* Uraian Tugas: Lanjutkan berita tentang tuntutan warga Desa Masewe di Poso, mulai dari kalimat terakhir yang tertulis.

* Kutipan Pilihan:
Tlii| Poso Sulteng – Sudah tiga tahun berlalu sejak warga Desa Masewe, Kecamatan Pamona Timur, Kabupaten Poso menyampaikan tuntutan mereka kepada pemerintah, namun hingga kini belum ada tanggapan yang memuaskan.
Salah satu warga Desa Masewe, dalam unggahan kritiknya di akun media sosial Facebook dengan nama akun Dedy Rampalodji Gintu, menyoroti empat tuntutan utama yang hingga kini belum mendapatkan respons memadai dari pemerintah desa. Sebagai bentuk protes, warga bahkan telah melakukan penyegelan kantor desa, namun langkah tersebut belum membawa perubahan signifikan.
“Warga semakin geram dengan lambannya penyelesaian masalah yang telah dilaporkan, termasuk dugaan penyalahgunaan Dana Desa selama tiga tahun terakhir,” tulis Dedy dalam akun Facebooknya.
Empat Tuntutan Warga
- Pengembalian Tenda Jadi Warga menuntut pengembalian tenda jadi yang sebelumnya telah dijual ke pengumpul besi tua. Akibat penjualan tersebut, Badan Usaha Milik Desa (BUMDes) harus membayar Rp 35 juta untuk pengadaan tenda baru, yang spesifikasinya lebih kecil dibandingkan tenda sebelumnya. Jika sebelumnya tenda memiliki enam kolom dan ukuran lebih luas, kini hanya terdiri dari lima kolom dengan ukuran yang lebih kecil.
- Pengembalian Mesin Molen Hingga saat ini, keberadaan mesin molen yang disebut telah diantarkan oleh salah satu perangkat desa masih menjadi misteri.
Mesin tersebut dikabarkan hilang di bengkel milik seorang warga Desa Pasir Putih, Kecamatan Pamona Selatan, namun belum ada kejelasan atau pertanggungjawaban dari pihak desa mengenai keberadaan alat tersebut.
- Pembagian bibit coklat yang tidak adil setelah aksi demonstrasi warga dan penyegelan kantor desa, bibit coklat baru didistribusikan. namun, terdapat kejanggalan dalam proses pembagian.
Bibit yang didatangkan bukan dari Kilo 9, seperti yang sebelumnya disebut oleh kepala desa, melainkan dari wilayah selatan. selain itu, bibit tersebut dipesan pada hari sabtu dan harus dibagikan pada hari minggu, yang menimbulkan pertanyaan mengenai transparansi pengadaan bibit tersebut.

* Bahan yang Diberikan:
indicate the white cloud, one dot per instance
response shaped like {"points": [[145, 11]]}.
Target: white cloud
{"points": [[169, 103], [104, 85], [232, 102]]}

* Jawaban:
Warga juga menyoroti ketidakadilan dalam distribusi bibit, di mana kepala desa menerima bibit terlebih dahulu sebelum warga lainnya. Beberapa warga hanya mendapatkan 25 pohon, sementara yang lain tidak kebagian sama sekali. Parahnya, harga bibit yang dibeli oleh desa dilaporkan mencapai tiga kali lipat dari harga saat dana ditransfer ke Kades Kilo 9.
- Kepala desa diminta aktif masuk kantor warga juga menuntut agar kepala desa lebih disiplin dalam menjalankan tugasnya. Berdasarkan pengamatan warga, kepala desa hanya masuk kantor satu hari dalam seminggu di Desa Masewe, sementara sisanya lebih sering berada di Sawidago. Hal ini menimbulkan pertanyaan terkait aturan hari kerja seorang pemimpin desa.
Selain itu, muncul dugaan bahwa kepala desa kerap meminta dana dari bendahara tanpa adanya kejelasan penggunaan, menjadikan Dana Desa seolah-olah sebagai koperasi pribadi yang hanya digunakan untuk kepentingan tertentu.
Dengan adanya tuntutan ini, warga berharap pihak berwenang segera turun tangan untuk menyelesaikan permasalahan yang ada dan memastikan pengelolaan Dana Desa yang transparan serta bertanggung jawab.
Dalam kasus dugaan penyalahgunaan wewenang kepala desa seperti yang terjadi di Desa Masewe, ada beberapa aturan yang dapat dijadikan dasar hukum untuk menindaklanjutinya:
1. Undang-Undang yang Mengatur Dana Desa dan Wewenang Kepala Desa
a. Undang-Undang Nomor 6 Tahun 2014 tentang Desa
-
Pasal 26 ayat (4) menyebutkan bahwa kepala desa wajib:
- Melaksanakan prinsip tata kelola pemerintahan desa yang baik, transparan, akuntabel, dan partisipatif.
- Mengelola keuangan desa secara transparan dan dapat dipertanggungjawabkan.
- Tidak melakukan tindakan korupsi, kolusi, dan nepotisme dalam penyelenggaraan pemerintahan desa.
-
Pasal 27 menyatakan bahwa kepala desa dapat diberhentikan jika terbukti melanggar sumpah/janji jabatan, melakukan perbuatan yang bertentangan dengan peraturan perundang-undangan, atau melakukan tindakan yang merugikan kepentingan masyarakat desa.
b. Peraturan Pemerintah (PP) Nomor 43 Tahun 2014 tentang Peraturan Pelaksanaan UU Desa
- Pasal 48 mengatur bahwa pengelolaan keuangan desa harus transparan dan dapat diakses oleh masyarakat.
- Pasal 51 menyebutkan bahwa kepala desa yang menyalahgunakan wewenang dapat dikenakan sanksi administratif hingga pidana.
2. Dugaan Korupsi dan Penyalahgunaan Anggaran
a. Undang-Undang Nomor 31 Tahun 1999 jo. Undang-Undang Nomor 20 Tahun 2001 tentang Pemberantasan Tindak Pidana Korupsi
- Pasal 2 ayat (1): Setiap orang yang secara melawan hukum melakukan perbuatan memperkaya diri sendiri atau orang lain yang merugikan keuangan negara, dapat dihukum pidana penjara seumur hidup atau minimal 4 tahun dan maksimal 20 tahun serta denda Rp 200 juta – Rp 1 miliar.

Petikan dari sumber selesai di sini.